** Problem details **
Top to bottom, every record is to be copied word for word.

** Exercise inputs **

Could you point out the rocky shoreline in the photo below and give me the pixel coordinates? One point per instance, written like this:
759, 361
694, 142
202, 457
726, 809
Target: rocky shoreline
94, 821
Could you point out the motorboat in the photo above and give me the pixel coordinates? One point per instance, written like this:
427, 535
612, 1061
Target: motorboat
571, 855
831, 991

** Result of the exercise **
Could you point out the rocky shoreline in the photo below and give me the pixel coordinates? One point per instance, written like this:
759, 361
694, 142
202, 457
726, 809
Target: rocky shoreline
94, 821
Could you point out the motorboat in the photo above and give me the pixel coordinates? One point per instance, written like this:
427, 535
612, 1061
Target: motorboat
571, 855
831, 991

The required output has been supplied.